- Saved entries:

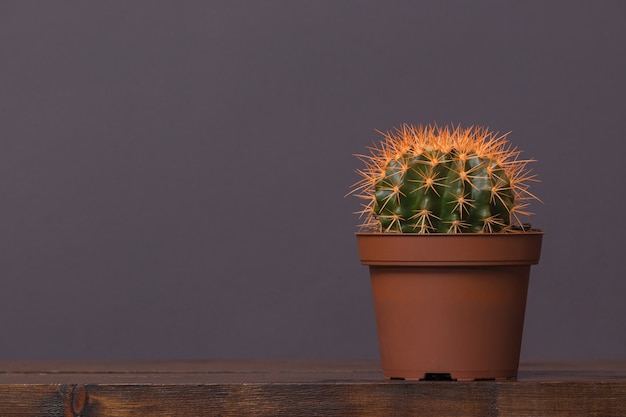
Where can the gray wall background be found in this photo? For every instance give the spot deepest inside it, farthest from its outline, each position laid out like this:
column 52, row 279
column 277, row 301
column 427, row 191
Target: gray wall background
column 172, row 173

- Task details: Copy out all the entries precisely. No images.

- Answer to the exercise:
Where can the gray wall background be found in this photo? For every instance give the spot deepest inside it, farthest from its outline, each position laid out like this:
column 52, row 279
column 277, row 301
column 427, row 191
Target: gray wall background
column 172, row 173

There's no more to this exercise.